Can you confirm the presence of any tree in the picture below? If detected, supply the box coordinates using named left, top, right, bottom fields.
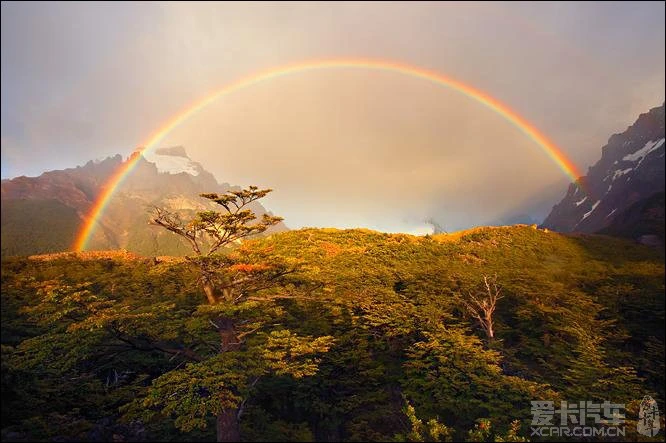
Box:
left=462, top=275, right=502, bottom=340
left=151, top=186, right=325, bottom=441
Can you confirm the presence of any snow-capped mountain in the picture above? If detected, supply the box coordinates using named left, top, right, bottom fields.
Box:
left=143, top=146, right=203, bottom=176
left=1, top=146, right=286, bottom=256
left=543, top=104, right=665, bottom=241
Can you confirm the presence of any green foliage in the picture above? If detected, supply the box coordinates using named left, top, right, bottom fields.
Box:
left=2, top=227, right=664, bottom=441
left=0, top=199, right=81, bottom=257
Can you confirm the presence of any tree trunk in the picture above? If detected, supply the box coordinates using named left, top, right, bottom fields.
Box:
left=217, top=317, right=240, bottom=442
left=217, top=408, right=240, bottom=441
left=486, top=314, right=495, bottom=340
left=203, top=277, right=217, bottom=305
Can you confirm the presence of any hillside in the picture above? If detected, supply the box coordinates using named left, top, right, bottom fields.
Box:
left=1, top=146, right=287, bottom=257
left=543, top=104, right=666, bottom=236
left=2, top=226, right=665, bottom=441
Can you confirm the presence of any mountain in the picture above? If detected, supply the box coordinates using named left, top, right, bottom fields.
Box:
left=0, top=146, right=286, bottom=256
left=543, top=104, right=665, bottom=242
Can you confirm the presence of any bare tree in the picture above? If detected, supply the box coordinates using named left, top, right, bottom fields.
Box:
left=462, top=275, right=503, bottom=340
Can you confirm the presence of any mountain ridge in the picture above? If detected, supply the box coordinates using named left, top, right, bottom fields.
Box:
left=542, top=103, right=665, bottom=237
left=0, top=146, right=287, bottom=256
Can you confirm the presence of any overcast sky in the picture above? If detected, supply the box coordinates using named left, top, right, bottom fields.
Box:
left=1, top=2, right=665, bottom=231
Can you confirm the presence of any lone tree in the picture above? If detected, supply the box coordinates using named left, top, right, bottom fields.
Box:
left=151, top=186, right=330, bottom=441
left=462, top=275, right=503, bottom=340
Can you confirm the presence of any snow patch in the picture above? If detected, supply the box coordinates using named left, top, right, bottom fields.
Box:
left=613, top=168, right=634, bottom=181
left=579, top=200, right=601, bottom=223
left=145, top=153, right=199, bottom=176
left=622, top=138, right=665, bottom=167
left=575, top=195, right=587, bottom=206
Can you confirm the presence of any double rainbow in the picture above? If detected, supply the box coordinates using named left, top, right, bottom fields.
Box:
left=73, top=59, right=582, bottom=251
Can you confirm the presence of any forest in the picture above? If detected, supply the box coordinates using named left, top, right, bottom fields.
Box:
left=2, top=188, right=665, bottom=441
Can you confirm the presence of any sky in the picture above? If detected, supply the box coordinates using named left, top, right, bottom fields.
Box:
left=1, top=1, right=665, bottom=233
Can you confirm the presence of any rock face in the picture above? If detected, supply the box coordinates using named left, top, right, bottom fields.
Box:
left=0, top=146, right=286, bottom=256
left=543, top=104, right=664, bottom=238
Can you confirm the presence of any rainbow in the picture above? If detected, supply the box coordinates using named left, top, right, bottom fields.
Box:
left=73, top=59, right=582, bottom=251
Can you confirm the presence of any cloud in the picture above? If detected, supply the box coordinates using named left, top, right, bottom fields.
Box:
left=2, top=2, right=664, bottom=230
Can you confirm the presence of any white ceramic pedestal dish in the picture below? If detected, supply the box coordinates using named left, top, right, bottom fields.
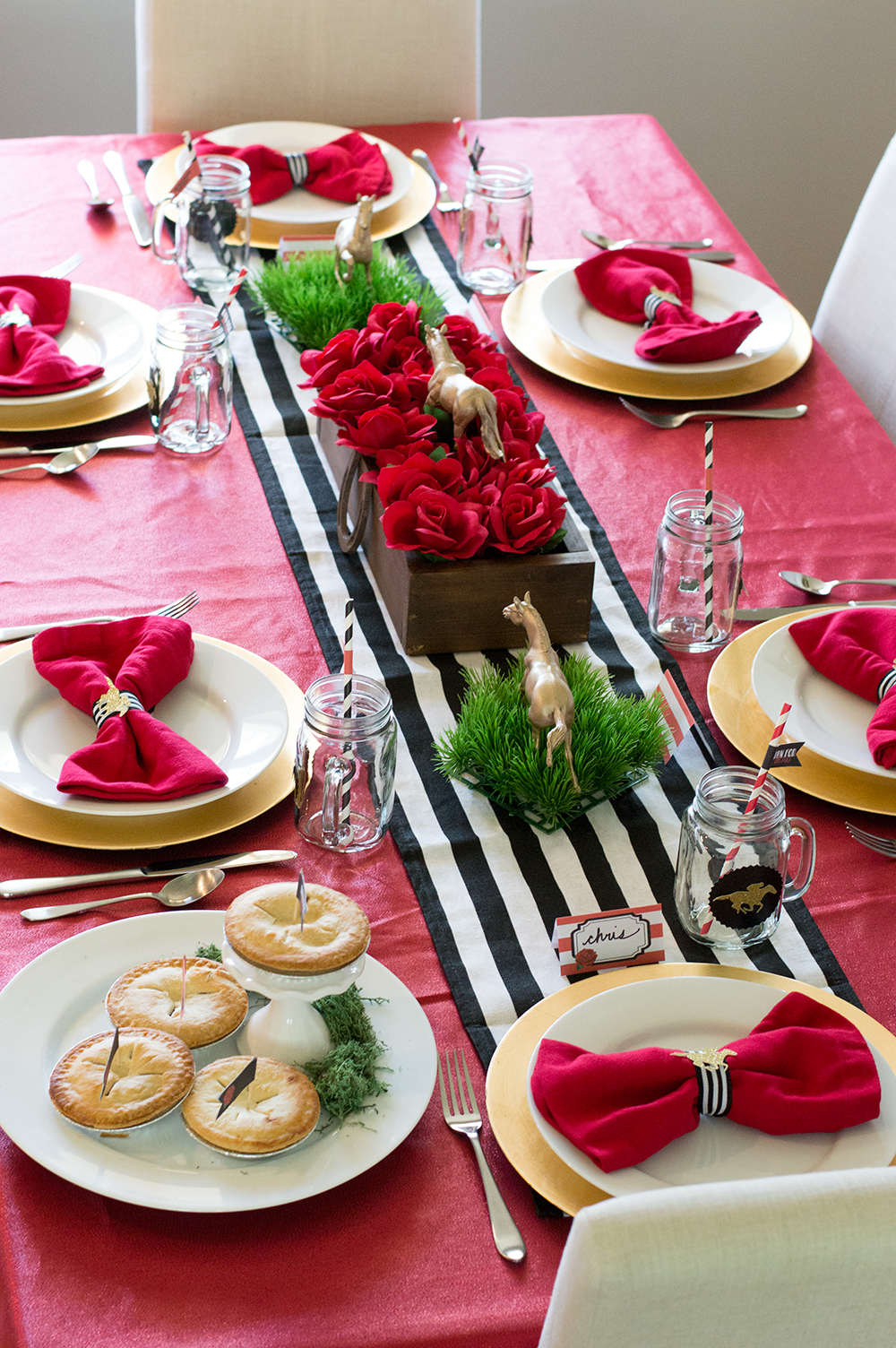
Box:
left=221, top=938, right=366, bottom=1067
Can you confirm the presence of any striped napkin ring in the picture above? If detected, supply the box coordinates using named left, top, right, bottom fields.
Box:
left=672, top=1049, right=737, bottom=1116
left=91, top=674, right=142, bottom=730
left=877, top=661, right=896, bottom=703
left=644, top=286, right=682, bottom=327
left=286, top=153, right=308, bottom=187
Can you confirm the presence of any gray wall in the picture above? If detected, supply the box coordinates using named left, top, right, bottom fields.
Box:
left=0, top=0, right=896, bottom=322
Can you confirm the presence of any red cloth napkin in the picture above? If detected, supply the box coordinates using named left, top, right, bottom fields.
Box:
left=193, top=131, right=392, bottom=206
left=532, top=992, right=880, bottom=1170
left=0, top=276, right=102, bottom=398
left=575, top=248, right=762, bottom=366
left=32, top=618, right=228, bottom=800
left=788, top=608, right=896, bottom=767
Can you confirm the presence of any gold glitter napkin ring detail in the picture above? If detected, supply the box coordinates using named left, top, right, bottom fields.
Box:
left=91, top=674, right=142, bottom=730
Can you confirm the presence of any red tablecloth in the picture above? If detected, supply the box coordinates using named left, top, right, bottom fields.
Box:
left=0, top=116, right=896, bottom=1348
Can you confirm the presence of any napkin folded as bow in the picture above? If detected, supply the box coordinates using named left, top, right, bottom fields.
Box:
left=532, top=992, right=880, bottom=1171
left=575, top=248, right=762, bottom=366
left=0, top=276, right=102, bottom=398
left=789, top=608, right=896, bottom=768
left=32, top=618, right=228, bottom=800
left=193, top=131, right=392, bottom=206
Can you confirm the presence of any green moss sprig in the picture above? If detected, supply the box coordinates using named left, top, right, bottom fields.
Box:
left=246, top=244, right=444, bottom=350
left=435, top=651, right=668, bottom=833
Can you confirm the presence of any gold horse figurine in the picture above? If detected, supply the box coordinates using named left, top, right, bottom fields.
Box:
left=504, top=591, right=581, bottom=795
left=426, top=324, right=504, bottom=458
left=332, top=197, right=376, bottom=287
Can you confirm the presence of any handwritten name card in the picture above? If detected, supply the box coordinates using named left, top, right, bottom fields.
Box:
left=553, top=903, right=666, bottom=976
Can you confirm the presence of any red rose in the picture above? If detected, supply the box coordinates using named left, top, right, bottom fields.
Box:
left=487, top=482, right=566, bottom=553
left=383, top=487, right=487, bottom=559
left=310, top=360, right=396, bottom=426
left=299, top=327, right=358, bottom=388
left=372, top=453, right=463, bottom=506
left=338, top=407, right=435, bottom=468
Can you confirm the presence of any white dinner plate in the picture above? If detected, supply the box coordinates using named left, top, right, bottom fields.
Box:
left=0, top=632, right=289, bottom=817
left=542, top=259, right=794, bottom=376
left=751, top=610, right=896, bottom=781
left=527, top=977, right=896, bottom=1195
left=190, top=121, right=414, bottom=225
left=0, top=284, right=151, bottom=407
left=0, top=910, right=435, bottom=1212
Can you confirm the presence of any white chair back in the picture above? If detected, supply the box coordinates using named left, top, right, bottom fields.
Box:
left=539, top=1169, right=896, bottom=1348
left=136, top=0, right=479, bottom=132
left=813, top=136, right=896, bottom=441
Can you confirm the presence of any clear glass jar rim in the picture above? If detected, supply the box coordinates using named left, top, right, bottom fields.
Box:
left=663, top=488, right=744, bottom=543
left=466, top=159, right=532, bottom=198
left=694, top=767, right=786, bottom=837
left=187, top=155, right=251, bottom=197
left=155, top=305, right=227, bottom=350
left=305, top=674, right=392, bottom=739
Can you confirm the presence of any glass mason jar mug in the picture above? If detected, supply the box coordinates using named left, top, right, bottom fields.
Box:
left=647, top=490, right=744, bottom=651
left=457, top=159, right=532, bottom=295
left=295, top=674, right=398, bottom=852
left=147, top=305, right=233, bottom=454
left=152, top=155, right=252, bottom=298
left=675, top=767, right=815, bottom=950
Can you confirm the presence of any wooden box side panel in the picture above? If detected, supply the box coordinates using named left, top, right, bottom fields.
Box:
left=318, top=419, right=594, bottom=655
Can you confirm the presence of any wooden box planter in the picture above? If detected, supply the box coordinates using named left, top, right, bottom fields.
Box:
left=318, top=418, right=594, bottom=655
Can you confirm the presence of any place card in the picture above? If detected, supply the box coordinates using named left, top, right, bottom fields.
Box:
left=551, top=903, right=666, bottom=976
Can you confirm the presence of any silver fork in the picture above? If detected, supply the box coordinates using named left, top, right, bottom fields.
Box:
left=0, top=591, right=200, bottom=642
left=411, top=150, right=461, bottom=214
left=620, top=398, right=808, bottom=430
left=846, top=822, right=896, bottom=861
left=439, top=1049, right=525, bottom=1263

----

• _Instructions for the task_:
Copy the material from its first line through the line with "left=0, top=199, right=81, bottom=257", renaming "foliage" to "greenery" and changing nothing else. Leave the pictures out.

• _Completed task_:
Can you confirm the presence of any tree in the picture below? If detected, supply the box coordinates using named left, top, right, bottom fields.
Box:
left=462, top=275, right=502, bottom=340
left=151, top=186, right=325, bottom=441
Can you confirm the presence of any snow-capped mountain in the picture above? If detected, supply the box coordinates using named left, top, right, bottom fields.
Box:
left=143, top=146, right=203, bottom=176
left=1, top=146, right=286, bottom=256
left=543, top=104, right=665, bottom=241
Can you confirm the presence of any green greenery in the picture above? If detected, supply the box coordinates using named left, top, right, bottom fields.
Box:
left=2, top=227, right=664, bottom=441
left=0, top=199, right=81, bottom=257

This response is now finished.